**WHAT IS BEING ASKED**: The lines to copy are those with "roof" in them. Pull each one from the entries below.

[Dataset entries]
━━━━━━
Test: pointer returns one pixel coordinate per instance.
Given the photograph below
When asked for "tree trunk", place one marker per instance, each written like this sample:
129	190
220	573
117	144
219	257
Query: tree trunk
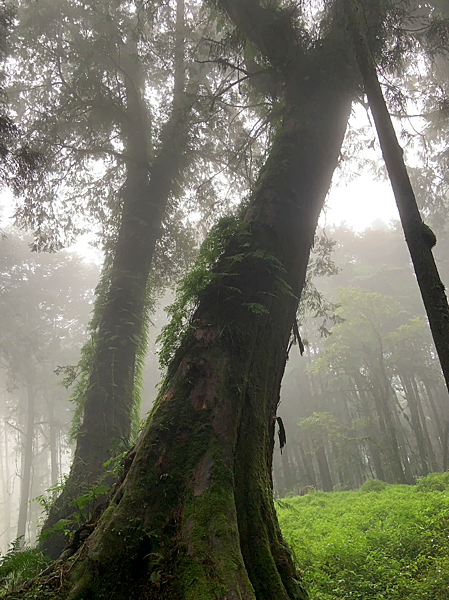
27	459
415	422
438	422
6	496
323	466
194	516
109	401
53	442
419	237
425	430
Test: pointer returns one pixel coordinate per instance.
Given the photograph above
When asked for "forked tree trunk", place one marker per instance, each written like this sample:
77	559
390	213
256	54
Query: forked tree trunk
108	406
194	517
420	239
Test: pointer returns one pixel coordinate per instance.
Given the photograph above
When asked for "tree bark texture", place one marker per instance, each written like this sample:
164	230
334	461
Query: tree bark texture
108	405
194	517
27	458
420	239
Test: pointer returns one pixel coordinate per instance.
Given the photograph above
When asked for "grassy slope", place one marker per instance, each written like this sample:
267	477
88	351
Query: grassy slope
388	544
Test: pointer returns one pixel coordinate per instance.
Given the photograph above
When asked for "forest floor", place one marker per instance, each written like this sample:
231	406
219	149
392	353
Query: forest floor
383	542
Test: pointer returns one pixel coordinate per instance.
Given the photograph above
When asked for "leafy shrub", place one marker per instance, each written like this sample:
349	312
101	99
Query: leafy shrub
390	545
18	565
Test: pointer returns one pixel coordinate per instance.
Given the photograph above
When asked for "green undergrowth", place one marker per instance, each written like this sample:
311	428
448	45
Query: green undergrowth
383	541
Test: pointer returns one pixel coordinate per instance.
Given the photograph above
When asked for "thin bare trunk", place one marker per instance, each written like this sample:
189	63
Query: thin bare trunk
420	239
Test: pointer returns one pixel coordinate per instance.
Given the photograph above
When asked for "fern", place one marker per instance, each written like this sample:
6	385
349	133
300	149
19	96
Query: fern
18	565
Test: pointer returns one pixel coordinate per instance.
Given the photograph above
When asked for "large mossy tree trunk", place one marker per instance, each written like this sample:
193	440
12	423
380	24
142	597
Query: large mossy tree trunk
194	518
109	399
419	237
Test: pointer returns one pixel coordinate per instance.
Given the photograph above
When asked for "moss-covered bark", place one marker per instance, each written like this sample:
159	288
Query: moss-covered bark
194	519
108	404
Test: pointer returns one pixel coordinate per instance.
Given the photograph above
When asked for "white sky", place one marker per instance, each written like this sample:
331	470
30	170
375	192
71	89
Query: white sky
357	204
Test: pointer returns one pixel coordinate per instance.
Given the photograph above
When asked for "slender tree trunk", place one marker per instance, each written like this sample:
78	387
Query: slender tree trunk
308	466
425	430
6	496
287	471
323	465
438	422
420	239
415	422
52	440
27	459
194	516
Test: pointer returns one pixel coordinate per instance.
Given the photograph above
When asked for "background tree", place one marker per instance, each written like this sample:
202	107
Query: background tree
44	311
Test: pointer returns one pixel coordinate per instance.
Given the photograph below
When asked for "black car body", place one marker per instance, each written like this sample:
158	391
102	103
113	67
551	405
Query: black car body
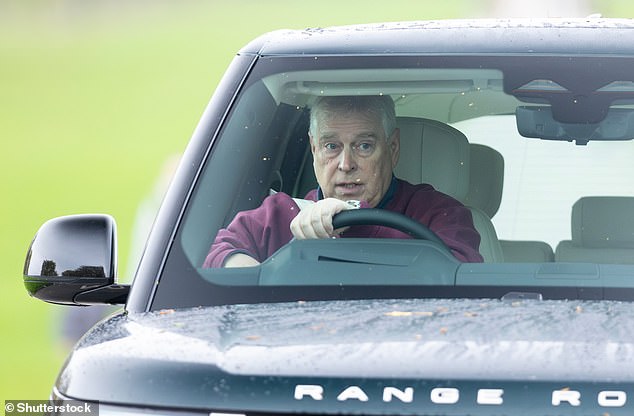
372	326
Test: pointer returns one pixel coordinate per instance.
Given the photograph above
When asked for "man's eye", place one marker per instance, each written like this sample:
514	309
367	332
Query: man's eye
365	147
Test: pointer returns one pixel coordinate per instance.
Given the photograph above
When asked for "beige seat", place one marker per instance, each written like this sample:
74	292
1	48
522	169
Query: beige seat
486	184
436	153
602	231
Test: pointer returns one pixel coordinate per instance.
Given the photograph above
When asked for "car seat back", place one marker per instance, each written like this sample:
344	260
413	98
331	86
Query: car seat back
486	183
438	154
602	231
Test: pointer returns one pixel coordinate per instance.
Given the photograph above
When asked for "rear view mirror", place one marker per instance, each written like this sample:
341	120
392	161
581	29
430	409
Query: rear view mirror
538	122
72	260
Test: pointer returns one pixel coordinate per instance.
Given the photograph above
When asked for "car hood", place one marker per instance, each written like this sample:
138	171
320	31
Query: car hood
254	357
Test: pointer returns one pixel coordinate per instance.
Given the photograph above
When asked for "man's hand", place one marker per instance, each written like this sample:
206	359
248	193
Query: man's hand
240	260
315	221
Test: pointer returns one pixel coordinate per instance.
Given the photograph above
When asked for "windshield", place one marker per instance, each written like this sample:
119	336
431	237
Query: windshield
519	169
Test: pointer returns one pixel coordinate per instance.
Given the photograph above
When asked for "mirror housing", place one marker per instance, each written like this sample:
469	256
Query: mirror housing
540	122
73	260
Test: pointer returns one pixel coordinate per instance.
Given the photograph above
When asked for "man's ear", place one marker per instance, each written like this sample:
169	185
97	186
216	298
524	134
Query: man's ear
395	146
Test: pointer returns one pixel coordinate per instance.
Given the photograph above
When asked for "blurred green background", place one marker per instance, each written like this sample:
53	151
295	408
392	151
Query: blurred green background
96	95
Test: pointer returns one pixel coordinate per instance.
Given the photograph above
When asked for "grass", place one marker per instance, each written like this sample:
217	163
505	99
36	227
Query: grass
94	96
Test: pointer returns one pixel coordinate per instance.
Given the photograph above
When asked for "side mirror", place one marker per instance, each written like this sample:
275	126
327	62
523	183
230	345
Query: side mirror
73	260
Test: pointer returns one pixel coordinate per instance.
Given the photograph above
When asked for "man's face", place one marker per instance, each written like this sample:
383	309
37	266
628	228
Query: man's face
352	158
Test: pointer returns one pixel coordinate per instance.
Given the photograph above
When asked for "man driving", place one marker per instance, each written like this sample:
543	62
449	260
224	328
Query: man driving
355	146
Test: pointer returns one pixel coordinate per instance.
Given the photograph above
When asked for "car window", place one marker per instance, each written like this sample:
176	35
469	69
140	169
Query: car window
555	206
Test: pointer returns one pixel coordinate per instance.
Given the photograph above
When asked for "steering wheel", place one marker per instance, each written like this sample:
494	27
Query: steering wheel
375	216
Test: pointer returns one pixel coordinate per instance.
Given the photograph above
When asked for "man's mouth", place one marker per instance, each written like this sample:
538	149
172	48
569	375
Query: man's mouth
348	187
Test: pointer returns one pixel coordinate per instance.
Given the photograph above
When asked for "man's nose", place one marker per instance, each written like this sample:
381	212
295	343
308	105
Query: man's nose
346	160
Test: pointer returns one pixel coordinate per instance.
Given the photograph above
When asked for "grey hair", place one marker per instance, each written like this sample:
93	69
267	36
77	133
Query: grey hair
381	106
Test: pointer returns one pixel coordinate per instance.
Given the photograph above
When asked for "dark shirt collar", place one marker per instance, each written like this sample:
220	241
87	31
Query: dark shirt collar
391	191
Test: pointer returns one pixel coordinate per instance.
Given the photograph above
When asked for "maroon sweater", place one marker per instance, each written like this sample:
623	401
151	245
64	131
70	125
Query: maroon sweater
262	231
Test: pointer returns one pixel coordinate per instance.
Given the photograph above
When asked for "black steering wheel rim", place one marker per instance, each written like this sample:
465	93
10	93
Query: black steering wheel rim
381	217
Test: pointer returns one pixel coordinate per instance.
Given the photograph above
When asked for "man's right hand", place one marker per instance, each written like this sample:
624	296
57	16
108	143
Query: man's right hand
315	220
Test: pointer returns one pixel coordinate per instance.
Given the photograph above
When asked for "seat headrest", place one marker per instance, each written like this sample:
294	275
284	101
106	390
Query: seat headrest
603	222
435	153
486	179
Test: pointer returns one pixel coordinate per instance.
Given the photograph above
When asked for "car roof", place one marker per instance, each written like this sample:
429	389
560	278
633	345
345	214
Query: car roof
━━━━━━
**ANSWER FOR THIS EXERCISE**:
When asked for "car roof", place one marker per instance, each written like this sample:
Query: car roof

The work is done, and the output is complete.